● Problem description
Give the stretch of the Holmes v. Bemis opinion below from "Per Ouriam." through "the same point." again, with "warrant of attorney" changed to "power of attorney".

Holmes v. Bemis

Per Ouriam.

This writ is brought to review an order of the Superior Court in denying a motion to vacate a judgment by confession entered against plaintiff in error, and to allow a trial on the merits. The note and warrant of attorney in this case is identical in form and substance, except as to the amount of the note, with that in the case of Virginia B. Holmes v. Augustus A. Parker, ante p. 225, and the point made in this case, as to the authority to enter the judgment under the warrant of attorney, is controlled by what is said in the opinion in that case on the same point.

On the question as to whether the court should have allowed plaintiff in error to plead and try the case upon an issue of fact, we have carefully examined the affidavits filed by the respective parties, and are of opinion that no case was made by the plaintiff in error which required the court to grant her motion in that regard.

Without discussing the evidence found in the affidavits at length, we think the facts established are, that the note in question was given by the plaintiff in error to Ira Holmes as an accommodation note, and that said Ira Holmes delivered it as collateral security to a §5,000 note upon which, at the request of said Ira Holmes, defendant in error became guarantor.

● Entries shown
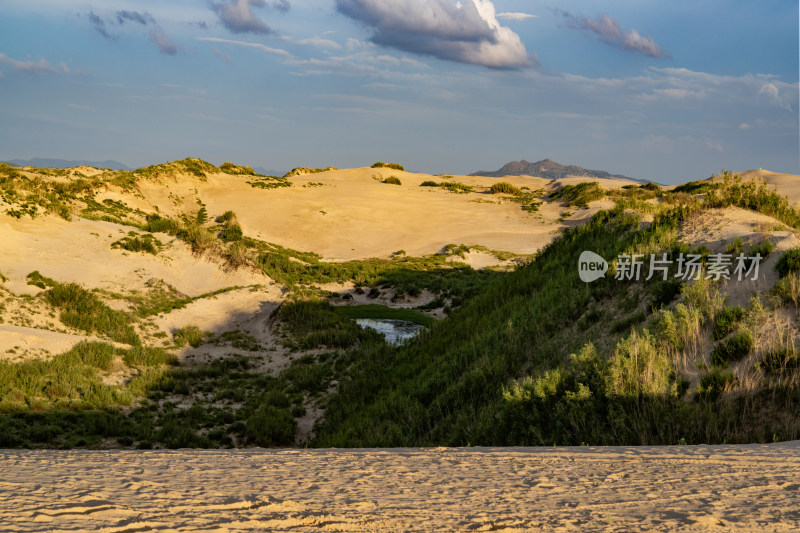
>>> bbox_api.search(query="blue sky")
[0,0,800,183]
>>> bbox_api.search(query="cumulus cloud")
[758,82,780,101]
[558,10,672,58]
[88,11,116,41]
[496,13,538,20]
[0,54,69,74]
[211,0,290,33]
[150,28,181,56]
[336,0,536,69]
[117,9,155,26]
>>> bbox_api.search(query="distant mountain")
[5,157,132,170]
[472,159,646,183]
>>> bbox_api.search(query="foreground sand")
[0,441,800,532]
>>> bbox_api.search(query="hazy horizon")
[0,0,800,183]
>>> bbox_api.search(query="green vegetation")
[775,248,800,278]
[314,207,800,446]
[173,326,203,348]
[247,175,292,189]
[489,181,522,195]
[283,167,339,178]
[43,283,140,346]
[111,231,163,255]
[27,270,58,289]
[704,171,800,229]
[372,161,405,170]
[711,329,753,366]
[712,305,747,341]
[219,162,256,176]
[420,180,475,194]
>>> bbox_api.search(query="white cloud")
[0,54,69,74]
[558,10,670,58]
[336,0,536,68]
[496,13,539,20]
[196,37,293,58]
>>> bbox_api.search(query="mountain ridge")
[470,158,646,183]
[3,157,133,170]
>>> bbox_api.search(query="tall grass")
[44,283,140,345]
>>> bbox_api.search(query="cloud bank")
[0,54,69,74]
[557,10,672,58]
[336,0,536,69]
[211,0,290,33]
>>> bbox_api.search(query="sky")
[0,0,800,184]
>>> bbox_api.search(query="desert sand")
[0,442,800,533]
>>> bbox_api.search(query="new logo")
[578,251,608,283]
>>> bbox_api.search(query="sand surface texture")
[0,442,800,532]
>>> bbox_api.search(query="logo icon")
[578,251,608,283]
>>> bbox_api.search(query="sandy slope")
[133,168,585,260]
[0,442,800,532]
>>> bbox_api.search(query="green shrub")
[489,181,522,194]
[219,162,255,176]
[44,283,140,345]
[27,270,57,289]
[121,346,176,368]
[775,248,800,278]
[761,346,800,373]
[142,214,180,235]
[172,326,203,348]
[111,234,162,255]
[216,211,236,224]
[197,206,208,224]
[713,305,747,341]
[245,405,297,447]
[711,329,753,366]
[750,240,775,258]
[65,341,114,370]
[697,368,736,399]
[219,223,244,242]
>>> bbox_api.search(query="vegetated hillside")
[0,159,800,448]
[471,159,640,181]
[315,176,800,447]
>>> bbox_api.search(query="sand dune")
[0,442,800,533]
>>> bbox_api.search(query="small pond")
[356,318,425,346]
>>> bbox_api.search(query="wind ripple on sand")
[0,442,800,533]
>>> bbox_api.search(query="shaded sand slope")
[0,216,264,296]
[0,442,800,532]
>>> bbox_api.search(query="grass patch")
[711,329,753,366]
[712,305,747,341]
[172,326,203,348]
[111,232,163,255]
[43,283,140,345]
[489,181,522,195]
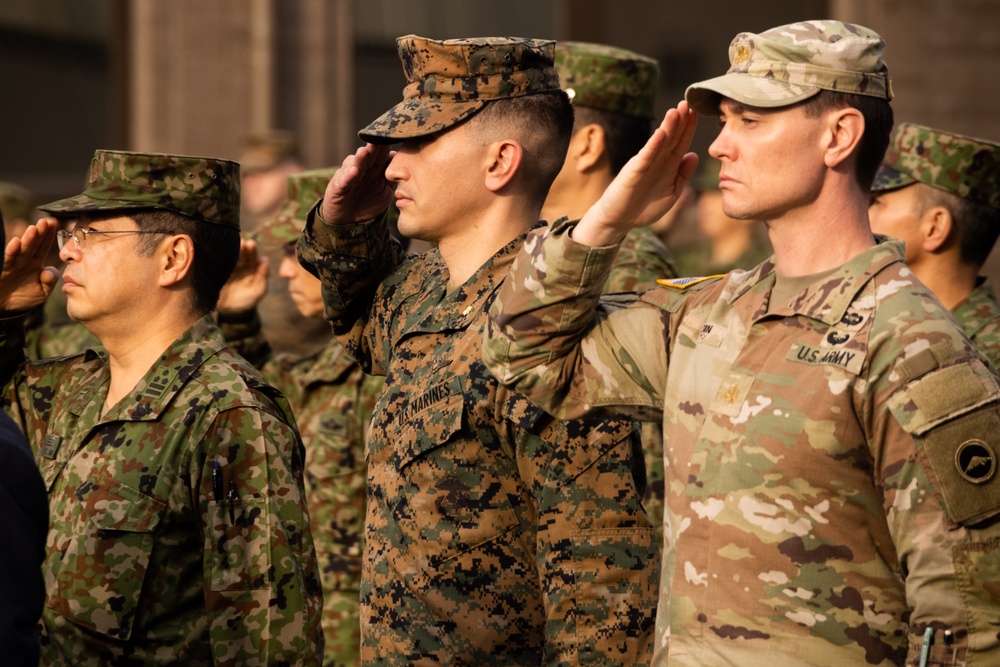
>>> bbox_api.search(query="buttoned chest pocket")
[46,476,165,640]
[387,394,517,568]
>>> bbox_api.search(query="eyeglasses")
[56,227,173,250]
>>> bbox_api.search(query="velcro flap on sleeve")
[921,407,1000,525]
[888,359,1000,436]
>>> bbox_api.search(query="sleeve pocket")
[205,496,271,591]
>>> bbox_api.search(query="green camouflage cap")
[684,21,892,116]
[872,123,1000,208]
[556,42,660,120]
[252,167,337,246]
[38,150,240,229]
[358,35,559,144]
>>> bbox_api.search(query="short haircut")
[127,209,240,314]
[573,106,652,176]
[468,90,573,206]
[914,183,1000,269]
[800,90,893,192]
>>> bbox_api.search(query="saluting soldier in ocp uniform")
[483,21,1000,667]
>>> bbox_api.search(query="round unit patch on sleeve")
[955,438,997,484]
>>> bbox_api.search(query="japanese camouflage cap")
[872,123,1000,208]
[684,21,892,116]
[556,42,660,120]
[253,167,337,246]
[38,150,240,230]
[358,35,559,144]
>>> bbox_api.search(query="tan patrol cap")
[684,21,892,116]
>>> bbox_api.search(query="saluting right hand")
[321,144,394,225]
[0,218,59,316]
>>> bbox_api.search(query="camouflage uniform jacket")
[604,227,678,294]
[484,222,1000,667]
[219,317,383,665]
[604,222,678,541]
[951,278,1000,368]
[298,212,660,665]
[0,317,322,667]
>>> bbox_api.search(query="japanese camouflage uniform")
[555,42,678,539]
[219,169,383,667]
[0,151,322,667]
[298,36,659,665]
[872,123,1000,368]
[484,21,1000,667]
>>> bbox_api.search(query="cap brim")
[684,73,821,116]
[358,100,486,144]
[871,164,918,192]
[38,194,156,218]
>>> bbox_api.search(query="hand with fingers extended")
[320,144,394,225]
[572,102,698,247]
[217,240,270,313]
[0,218,59,317]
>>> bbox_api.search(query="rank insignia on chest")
[42,433,62,459]
[656,274,725,290]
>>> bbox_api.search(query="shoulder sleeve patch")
[921,408,1000,525]
[656,273,726,290]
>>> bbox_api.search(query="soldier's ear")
[920,205,958,252]
[822,107,865,169]
[156,234,194,287]
[566,123,608,173]
[484,139,524,192]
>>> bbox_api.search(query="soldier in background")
[674,158,771,276]
[868,123,1000,368]
[483,21,1000,667]
[0,182,99,361]
[0,150,323,667]
[298,35,660,666]
[239,130,329,355]
[542,42,677,538]
[218,169,383,667]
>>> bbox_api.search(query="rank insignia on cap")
[955,439,997,484]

● Exercise response
Per Ouriam.

This writ is brought to review an order of the Superior Court in denying a motion to vacate a judgment by confession entered against plaintiff in error, and to allow a trial on the merits. The note and power of attorney in this case is identical in form and substance, except as to the amount of the note, with that in the case of Virginia B. Holmes v. Augustus A. Parker, ante p. 225, and the point made in this case, as to the authority to enter the judgment under the power of attorney, is controlled by what is said in the opinion in that case on the same point.